* _DIRECTIVE_: List every line of the items below that contains the string "camera", copying each such line in full. Case counts.

* _DATA SUPPLIED_:
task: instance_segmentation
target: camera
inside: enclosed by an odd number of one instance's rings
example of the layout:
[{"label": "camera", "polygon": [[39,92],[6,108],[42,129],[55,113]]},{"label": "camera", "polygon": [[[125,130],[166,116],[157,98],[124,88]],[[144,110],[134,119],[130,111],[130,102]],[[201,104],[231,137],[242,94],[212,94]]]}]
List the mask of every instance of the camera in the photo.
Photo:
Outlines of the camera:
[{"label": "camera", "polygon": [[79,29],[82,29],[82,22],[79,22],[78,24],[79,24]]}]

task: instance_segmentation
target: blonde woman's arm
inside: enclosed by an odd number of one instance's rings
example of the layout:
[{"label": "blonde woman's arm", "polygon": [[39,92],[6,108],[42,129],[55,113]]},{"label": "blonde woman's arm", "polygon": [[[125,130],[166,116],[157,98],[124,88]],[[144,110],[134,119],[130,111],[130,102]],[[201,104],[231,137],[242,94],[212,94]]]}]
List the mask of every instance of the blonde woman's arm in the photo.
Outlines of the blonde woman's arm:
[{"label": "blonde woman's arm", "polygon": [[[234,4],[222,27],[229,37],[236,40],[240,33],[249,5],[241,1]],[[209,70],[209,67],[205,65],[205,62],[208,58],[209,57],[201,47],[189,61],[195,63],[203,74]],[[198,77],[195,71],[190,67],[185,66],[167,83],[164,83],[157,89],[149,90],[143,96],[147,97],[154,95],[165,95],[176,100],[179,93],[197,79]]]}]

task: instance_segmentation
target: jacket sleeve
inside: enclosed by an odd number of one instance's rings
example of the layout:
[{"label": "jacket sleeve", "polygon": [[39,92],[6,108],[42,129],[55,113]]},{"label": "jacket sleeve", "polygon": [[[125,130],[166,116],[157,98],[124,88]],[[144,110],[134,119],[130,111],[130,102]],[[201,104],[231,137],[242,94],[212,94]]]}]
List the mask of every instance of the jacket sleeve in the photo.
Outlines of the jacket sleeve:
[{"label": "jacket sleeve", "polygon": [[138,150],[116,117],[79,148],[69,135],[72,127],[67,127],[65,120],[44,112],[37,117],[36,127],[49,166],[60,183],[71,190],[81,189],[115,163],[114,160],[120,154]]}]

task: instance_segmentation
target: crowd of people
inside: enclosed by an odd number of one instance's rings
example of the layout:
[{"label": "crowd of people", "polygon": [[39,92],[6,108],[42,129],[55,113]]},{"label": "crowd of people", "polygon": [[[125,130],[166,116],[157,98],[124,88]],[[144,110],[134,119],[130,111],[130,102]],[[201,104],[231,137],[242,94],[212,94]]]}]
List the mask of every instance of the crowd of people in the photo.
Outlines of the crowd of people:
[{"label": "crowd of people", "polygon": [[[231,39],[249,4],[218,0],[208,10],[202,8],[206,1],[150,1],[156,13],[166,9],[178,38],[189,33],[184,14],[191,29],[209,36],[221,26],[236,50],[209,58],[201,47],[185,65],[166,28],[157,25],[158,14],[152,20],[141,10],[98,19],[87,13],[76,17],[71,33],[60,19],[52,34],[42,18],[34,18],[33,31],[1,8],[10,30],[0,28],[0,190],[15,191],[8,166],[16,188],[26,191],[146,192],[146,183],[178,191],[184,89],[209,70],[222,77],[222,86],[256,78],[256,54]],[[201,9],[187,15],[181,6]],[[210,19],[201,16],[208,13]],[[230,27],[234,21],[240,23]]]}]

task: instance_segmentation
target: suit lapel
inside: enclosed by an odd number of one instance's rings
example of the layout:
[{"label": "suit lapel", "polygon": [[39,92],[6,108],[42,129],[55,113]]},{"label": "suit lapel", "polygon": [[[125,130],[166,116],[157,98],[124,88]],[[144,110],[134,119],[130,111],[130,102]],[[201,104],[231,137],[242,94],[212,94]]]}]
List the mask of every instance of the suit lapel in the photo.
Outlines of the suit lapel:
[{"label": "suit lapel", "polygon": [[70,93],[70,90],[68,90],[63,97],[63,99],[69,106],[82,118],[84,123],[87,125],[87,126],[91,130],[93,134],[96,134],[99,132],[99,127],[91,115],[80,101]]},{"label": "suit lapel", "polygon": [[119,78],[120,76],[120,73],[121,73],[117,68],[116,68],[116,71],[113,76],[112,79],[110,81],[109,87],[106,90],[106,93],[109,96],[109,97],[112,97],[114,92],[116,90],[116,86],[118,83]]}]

* * *

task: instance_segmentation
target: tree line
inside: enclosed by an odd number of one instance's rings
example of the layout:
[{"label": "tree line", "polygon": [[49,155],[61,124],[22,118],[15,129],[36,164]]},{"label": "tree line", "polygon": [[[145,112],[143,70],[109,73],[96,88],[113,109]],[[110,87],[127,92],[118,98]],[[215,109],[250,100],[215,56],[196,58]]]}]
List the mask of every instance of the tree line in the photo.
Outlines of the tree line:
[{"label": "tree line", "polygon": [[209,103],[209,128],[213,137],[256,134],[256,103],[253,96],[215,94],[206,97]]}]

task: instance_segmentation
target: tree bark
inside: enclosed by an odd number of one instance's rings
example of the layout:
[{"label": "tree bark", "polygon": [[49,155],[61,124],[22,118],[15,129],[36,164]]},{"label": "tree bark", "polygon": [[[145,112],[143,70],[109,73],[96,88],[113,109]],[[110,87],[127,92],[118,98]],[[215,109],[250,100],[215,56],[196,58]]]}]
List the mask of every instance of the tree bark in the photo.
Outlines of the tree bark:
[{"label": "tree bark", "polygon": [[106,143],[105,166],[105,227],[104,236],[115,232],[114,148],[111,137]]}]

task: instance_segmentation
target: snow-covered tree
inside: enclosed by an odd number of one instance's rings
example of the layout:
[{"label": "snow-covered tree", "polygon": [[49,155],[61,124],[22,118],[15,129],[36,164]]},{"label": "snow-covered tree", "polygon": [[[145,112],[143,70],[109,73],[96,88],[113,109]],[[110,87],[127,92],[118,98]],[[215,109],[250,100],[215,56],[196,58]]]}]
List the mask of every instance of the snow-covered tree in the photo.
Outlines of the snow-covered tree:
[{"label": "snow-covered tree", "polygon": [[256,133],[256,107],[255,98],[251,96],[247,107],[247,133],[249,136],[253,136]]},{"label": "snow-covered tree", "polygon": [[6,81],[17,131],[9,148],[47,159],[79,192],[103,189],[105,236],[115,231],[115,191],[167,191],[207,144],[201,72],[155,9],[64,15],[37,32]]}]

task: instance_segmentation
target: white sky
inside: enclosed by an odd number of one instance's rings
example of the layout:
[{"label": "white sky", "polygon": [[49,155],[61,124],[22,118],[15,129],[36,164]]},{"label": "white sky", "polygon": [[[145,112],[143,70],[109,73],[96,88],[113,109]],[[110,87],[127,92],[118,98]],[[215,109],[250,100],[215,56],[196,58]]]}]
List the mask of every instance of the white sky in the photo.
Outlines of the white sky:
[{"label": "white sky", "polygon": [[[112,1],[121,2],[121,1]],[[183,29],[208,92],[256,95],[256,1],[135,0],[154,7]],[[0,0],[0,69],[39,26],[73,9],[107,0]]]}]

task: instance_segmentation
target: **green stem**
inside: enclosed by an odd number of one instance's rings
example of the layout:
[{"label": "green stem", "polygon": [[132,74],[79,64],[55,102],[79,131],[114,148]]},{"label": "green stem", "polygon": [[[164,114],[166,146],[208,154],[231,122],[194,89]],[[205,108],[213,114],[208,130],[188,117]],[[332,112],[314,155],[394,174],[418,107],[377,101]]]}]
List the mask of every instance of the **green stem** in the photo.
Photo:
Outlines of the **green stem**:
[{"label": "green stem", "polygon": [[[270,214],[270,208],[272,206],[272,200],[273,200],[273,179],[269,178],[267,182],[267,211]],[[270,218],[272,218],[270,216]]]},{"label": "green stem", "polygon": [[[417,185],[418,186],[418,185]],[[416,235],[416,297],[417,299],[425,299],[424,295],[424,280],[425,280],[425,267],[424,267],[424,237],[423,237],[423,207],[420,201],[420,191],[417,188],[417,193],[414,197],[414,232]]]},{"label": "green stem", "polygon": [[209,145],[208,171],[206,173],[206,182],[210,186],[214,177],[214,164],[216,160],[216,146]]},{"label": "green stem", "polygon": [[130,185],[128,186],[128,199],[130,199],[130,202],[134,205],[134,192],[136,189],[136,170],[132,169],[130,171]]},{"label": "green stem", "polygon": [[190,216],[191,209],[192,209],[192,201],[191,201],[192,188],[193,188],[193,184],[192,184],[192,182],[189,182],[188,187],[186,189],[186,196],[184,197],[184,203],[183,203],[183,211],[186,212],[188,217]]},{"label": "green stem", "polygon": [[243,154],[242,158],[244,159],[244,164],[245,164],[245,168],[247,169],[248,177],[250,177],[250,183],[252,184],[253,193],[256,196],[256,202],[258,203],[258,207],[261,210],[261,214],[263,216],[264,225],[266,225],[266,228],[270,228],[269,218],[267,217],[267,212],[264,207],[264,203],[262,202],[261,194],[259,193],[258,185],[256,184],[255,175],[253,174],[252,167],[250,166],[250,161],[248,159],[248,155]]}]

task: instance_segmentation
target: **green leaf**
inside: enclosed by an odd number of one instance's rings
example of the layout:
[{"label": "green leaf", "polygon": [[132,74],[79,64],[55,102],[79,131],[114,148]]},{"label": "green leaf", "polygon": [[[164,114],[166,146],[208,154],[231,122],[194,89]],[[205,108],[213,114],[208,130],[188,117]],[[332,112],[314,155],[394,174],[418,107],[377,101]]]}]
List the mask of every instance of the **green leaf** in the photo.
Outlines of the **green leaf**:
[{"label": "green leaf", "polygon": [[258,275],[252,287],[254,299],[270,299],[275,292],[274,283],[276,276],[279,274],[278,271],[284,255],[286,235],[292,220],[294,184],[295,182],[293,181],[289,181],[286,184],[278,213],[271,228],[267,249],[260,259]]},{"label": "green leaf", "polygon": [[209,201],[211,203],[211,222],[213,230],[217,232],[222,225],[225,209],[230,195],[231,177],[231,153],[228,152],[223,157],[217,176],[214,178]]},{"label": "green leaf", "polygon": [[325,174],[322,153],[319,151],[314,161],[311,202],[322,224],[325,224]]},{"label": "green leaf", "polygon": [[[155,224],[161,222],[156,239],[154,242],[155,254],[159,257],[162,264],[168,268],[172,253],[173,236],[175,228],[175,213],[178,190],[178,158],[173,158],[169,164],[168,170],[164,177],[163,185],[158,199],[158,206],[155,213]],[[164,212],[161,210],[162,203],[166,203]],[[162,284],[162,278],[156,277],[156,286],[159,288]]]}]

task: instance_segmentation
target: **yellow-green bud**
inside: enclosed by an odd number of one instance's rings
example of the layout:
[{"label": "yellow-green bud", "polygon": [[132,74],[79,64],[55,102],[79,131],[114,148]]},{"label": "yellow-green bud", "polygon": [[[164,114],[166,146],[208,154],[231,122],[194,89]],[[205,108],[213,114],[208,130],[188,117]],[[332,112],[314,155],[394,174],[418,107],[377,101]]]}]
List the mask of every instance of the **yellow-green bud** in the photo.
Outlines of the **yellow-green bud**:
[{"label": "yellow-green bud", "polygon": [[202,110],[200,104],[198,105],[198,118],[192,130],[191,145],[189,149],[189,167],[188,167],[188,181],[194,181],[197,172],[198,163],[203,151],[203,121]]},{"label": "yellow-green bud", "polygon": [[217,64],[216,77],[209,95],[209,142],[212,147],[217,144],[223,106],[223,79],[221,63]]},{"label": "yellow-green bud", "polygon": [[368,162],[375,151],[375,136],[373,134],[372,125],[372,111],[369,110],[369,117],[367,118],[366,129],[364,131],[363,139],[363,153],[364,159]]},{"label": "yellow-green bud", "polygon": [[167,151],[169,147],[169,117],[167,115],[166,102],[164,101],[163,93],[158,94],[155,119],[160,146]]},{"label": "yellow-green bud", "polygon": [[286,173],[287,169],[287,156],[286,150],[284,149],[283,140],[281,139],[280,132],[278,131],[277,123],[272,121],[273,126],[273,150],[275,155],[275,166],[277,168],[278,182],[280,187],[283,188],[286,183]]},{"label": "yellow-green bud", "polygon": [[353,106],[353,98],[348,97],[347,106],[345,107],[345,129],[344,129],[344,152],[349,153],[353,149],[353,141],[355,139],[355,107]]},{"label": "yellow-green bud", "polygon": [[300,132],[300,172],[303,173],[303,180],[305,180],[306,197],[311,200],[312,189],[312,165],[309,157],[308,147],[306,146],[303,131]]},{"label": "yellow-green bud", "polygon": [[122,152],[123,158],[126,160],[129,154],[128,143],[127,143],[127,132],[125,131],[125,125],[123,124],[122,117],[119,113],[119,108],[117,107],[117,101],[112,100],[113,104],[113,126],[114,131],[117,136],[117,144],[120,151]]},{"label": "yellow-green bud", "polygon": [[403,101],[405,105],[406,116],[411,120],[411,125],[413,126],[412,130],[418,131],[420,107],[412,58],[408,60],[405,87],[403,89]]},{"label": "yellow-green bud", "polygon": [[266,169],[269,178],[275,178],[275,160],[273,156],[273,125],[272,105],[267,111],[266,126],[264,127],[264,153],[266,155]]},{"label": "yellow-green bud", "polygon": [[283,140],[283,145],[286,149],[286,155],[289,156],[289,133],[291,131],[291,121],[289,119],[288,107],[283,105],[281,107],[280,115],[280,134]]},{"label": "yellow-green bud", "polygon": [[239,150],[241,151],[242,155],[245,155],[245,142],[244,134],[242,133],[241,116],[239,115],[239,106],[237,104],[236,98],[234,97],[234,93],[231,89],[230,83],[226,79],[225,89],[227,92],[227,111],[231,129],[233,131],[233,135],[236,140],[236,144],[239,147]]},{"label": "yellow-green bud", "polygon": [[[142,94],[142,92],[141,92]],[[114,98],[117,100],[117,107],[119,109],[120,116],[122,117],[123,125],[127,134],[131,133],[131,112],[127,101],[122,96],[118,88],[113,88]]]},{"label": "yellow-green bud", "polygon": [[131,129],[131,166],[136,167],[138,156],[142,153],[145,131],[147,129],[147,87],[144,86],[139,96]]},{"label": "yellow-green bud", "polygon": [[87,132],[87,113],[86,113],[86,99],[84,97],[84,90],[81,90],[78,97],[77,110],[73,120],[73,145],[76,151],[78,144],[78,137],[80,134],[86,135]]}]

* _EXERCISE RESULT_:
target: camera
[{"label": "camera", "polygon": [[39,92],[6,108],[42,129],[55,113]]},{"label": "camera", "polygon": [[[125,130],[166,116],[157,98],[124,88]],[[144,110],[134,119],[130,111],[130,102]],[[201,104],[231,137],[242,94],[212,94]]]}]
List the mask of every instance of the camera in the photo.
Outlines of the camera:
[{"label": "camera", "polygon": [[79,29],[82,29],[82,22],[79,22],[78,24],[79,24]]}]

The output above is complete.